+++ Excerpt
In early July 2009, Thomas filed in state court a
notice of motion to dismiss and non-suit as to the claims against Ardyss, and a
motion to dismiss her claims against Cook without prejudice.
The scheduled arbitration took place on July 23, 2009. 
Ardyss and Cook attended the arbitration proceeding; Thomas did not.  The
arbitrator issued his award and judgment in favor of Ardyss and Cook on August
28, 2009.  The arbitrator concluded that Thomas owed Ardyss $48,009.35, plus
reimbursement for costs and fees in the amount of $629.33.  He also concluded that
Thomas owed Cook $53,433.40, plus costs and fees reimbursement of $629.33.  The
arbitration award and judgment provided no recovery to Thomas.  
On September 14, 2009, Ardyss and Cook filed a motion
in state court to confirm the arbitration award.  Thomas subsequently filed a
motion to vacate the award.  On October 2, 2009, the trial court granted the
motion filed by Ardyss and Cook; confirmed the arbitration award; and signed a
final judgment incorporating the amounts awarded by the arbitrator.
++++++
▶ **Instructions for the task**:
Can you copy the arbitration excerpt word for word from "In early July" to "Cook without prejudice."?
+++ Material
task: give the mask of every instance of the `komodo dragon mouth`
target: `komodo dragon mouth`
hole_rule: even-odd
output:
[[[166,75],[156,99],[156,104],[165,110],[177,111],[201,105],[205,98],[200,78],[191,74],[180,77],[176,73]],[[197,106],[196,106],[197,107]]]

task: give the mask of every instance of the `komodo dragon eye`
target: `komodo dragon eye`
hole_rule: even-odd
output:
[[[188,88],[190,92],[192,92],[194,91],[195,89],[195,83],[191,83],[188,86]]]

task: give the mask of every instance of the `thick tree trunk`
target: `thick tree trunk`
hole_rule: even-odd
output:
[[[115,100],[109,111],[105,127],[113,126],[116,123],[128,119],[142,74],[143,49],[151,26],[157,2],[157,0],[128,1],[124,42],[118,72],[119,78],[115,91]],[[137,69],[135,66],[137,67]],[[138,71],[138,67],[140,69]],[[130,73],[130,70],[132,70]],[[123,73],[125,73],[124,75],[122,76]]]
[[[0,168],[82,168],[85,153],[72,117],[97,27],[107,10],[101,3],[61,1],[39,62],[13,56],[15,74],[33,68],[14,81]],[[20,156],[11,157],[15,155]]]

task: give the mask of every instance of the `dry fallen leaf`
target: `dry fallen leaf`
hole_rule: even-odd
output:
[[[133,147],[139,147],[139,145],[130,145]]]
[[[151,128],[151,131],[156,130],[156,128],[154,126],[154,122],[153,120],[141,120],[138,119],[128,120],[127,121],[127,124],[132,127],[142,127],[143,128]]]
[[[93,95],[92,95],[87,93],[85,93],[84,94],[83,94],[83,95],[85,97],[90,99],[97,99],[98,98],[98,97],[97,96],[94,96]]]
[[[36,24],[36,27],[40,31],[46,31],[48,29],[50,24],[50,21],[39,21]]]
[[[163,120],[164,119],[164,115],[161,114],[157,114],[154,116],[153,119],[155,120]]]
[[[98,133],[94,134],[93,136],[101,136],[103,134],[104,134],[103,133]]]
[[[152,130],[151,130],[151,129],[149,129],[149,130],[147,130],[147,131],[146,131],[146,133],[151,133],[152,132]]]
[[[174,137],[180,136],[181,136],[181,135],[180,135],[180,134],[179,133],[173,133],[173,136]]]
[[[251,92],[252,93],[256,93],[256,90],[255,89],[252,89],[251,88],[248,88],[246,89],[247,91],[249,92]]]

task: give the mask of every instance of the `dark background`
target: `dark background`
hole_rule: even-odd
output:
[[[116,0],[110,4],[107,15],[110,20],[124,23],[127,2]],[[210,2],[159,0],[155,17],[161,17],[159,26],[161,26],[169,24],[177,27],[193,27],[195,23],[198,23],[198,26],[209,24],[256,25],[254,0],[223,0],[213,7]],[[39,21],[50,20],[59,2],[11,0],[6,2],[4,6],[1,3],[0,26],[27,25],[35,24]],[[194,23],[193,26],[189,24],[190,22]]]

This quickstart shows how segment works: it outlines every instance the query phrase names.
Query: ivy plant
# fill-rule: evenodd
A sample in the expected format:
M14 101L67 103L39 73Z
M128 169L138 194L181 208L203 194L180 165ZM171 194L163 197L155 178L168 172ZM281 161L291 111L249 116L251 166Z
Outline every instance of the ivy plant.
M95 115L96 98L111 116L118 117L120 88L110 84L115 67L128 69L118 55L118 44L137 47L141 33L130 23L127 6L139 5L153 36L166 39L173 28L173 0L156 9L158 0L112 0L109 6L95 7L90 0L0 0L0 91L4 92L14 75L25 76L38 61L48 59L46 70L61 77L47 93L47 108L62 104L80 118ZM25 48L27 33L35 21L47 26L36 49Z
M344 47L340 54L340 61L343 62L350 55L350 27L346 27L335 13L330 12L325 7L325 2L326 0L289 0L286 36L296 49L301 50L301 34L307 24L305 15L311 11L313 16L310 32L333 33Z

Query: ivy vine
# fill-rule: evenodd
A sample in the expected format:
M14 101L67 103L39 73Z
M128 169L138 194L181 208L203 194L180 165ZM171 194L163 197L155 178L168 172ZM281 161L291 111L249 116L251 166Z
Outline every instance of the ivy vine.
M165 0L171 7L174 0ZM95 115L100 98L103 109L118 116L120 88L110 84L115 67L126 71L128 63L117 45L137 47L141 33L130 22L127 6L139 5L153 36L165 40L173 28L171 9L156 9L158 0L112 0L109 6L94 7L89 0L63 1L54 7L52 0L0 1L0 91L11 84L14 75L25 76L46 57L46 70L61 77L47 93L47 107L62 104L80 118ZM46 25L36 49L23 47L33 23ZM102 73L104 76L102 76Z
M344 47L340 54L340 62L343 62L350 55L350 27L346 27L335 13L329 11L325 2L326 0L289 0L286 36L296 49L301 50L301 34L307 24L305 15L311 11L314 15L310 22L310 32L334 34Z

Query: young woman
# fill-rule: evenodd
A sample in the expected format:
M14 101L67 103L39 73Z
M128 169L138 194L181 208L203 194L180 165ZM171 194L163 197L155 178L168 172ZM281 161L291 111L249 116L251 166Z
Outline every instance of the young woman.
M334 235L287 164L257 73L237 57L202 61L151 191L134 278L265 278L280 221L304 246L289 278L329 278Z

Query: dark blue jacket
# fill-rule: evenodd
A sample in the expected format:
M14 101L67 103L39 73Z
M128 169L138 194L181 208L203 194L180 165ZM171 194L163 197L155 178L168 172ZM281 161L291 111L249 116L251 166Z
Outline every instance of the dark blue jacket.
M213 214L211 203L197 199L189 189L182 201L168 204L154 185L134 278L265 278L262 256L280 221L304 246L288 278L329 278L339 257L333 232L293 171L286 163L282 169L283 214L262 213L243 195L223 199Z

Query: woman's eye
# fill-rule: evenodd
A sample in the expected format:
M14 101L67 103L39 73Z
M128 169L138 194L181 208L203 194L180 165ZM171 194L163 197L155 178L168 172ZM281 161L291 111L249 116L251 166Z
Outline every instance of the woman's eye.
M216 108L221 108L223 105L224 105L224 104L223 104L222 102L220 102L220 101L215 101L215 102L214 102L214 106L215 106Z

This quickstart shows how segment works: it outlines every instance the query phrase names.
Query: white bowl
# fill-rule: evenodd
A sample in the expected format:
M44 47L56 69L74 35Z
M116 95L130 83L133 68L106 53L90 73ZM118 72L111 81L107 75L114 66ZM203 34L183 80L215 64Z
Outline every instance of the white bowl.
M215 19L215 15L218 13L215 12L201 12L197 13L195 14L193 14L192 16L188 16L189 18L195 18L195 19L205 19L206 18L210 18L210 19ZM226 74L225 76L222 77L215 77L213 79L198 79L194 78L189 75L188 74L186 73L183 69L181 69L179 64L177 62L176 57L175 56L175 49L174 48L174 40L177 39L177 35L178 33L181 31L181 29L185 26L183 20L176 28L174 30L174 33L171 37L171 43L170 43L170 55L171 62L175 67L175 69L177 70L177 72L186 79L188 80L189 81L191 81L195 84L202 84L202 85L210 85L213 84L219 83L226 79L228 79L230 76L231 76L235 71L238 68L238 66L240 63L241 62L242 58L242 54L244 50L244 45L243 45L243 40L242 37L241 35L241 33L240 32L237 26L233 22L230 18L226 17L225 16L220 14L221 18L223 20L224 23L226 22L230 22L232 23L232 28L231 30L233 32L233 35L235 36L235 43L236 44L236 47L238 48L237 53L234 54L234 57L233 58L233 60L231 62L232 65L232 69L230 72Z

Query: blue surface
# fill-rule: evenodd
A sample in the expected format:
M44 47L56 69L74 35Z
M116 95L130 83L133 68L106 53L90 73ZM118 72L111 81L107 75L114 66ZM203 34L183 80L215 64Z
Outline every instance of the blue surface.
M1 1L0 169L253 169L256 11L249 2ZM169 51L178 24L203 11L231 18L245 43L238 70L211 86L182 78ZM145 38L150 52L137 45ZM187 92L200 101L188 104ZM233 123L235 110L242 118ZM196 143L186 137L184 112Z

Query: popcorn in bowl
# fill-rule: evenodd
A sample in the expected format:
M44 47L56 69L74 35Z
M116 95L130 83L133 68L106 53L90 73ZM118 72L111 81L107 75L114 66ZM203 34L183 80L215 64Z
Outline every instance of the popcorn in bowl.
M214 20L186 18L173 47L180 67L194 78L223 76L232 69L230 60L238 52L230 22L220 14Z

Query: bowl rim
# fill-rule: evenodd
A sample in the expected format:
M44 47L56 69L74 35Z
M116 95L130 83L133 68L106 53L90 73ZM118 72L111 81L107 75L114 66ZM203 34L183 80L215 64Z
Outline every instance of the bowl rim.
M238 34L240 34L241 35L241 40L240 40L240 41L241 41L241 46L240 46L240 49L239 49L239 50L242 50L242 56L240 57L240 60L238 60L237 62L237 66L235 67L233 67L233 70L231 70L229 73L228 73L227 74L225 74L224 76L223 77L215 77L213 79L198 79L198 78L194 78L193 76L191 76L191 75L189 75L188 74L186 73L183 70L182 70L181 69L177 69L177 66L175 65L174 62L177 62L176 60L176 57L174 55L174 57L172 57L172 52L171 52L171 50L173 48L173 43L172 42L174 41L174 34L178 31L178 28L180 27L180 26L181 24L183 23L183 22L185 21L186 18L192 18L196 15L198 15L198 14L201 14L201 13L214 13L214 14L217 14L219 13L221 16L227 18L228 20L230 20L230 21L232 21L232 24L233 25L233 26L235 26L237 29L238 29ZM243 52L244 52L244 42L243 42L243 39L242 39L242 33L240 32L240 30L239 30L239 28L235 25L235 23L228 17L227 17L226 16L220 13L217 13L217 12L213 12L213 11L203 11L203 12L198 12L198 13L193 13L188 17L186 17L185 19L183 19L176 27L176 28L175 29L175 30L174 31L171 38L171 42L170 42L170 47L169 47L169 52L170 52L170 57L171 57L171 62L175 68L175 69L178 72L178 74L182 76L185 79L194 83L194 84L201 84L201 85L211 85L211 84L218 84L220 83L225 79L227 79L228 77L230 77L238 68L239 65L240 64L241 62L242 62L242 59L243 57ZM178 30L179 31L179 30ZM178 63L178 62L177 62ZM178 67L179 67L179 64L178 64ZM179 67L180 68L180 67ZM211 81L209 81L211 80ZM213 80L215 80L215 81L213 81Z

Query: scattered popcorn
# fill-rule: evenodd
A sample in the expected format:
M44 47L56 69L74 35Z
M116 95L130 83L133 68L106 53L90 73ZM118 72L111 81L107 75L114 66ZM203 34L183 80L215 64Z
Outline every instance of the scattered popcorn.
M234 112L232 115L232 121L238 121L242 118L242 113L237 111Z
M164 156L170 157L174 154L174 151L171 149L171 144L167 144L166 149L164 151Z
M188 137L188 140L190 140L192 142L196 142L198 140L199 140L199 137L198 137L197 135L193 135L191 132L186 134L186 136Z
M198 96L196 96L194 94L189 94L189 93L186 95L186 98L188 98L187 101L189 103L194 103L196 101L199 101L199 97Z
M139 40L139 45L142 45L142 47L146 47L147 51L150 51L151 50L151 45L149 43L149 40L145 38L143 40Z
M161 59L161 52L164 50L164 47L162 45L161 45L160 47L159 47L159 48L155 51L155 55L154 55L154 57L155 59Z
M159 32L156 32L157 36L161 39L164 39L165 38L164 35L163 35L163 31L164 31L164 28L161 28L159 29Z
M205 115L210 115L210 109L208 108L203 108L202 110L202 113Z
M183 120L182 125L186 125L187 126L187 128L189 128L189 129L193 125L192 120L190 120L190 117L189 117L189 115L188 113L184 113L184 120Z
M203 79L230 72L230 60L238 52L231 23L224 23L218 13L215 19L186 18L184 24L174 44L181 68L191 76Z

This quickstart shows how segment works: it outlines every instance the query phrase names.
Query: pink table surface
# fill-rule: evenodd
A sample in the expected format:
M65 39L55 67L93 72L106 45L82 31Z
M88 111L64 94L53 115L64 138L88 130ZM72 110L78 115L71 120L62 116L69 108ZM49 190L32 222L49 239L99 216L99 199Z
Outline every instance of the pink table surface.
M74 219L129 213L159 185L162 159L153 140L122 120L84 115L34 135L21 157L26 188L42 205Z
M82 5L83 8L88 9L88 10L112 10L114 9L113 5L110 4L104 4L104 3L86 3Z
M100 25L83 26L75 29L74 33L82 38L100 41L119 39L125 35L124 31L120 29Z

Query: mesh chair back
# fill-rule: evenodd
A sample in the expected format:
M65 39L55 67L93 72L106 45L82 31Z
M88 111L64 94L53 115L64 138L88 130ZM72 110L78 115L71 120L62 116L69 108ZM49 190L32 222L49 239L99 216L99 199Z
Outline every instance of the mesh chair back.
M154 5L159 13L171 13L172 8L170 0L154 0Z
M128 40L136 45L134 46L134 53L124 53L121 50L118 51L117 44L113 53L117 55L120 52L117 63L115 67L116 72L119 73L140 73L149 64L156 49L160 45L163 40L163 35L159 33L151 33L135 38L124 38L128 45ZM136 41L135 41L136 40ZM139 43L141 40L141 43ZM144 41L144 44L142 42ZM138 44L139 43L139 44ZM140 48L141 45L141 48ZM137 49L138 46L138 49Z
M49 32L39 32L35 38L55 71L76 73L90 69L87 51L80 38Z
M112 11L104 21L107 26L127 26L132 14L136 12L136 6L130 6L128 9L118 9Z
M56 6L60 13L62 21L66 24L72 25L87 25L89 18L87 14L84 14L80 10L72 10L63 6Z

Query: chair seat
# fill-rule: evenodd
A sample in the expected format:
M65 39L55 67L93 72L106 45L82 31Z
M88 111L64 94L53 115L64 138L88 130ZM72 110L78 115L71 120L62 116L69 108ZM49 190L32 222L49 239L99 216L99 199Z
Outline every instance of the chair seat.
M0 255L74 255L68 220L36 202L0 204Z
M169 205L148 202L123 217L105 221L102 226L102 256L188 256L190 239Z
++++++
▶ **The response**:
In early July 2009, Thomas filed in state court a
notice of motion to dismiss and non-suit as to the claims against Ardyss, and a
motion to dismiss her claims against Cook without prejudice.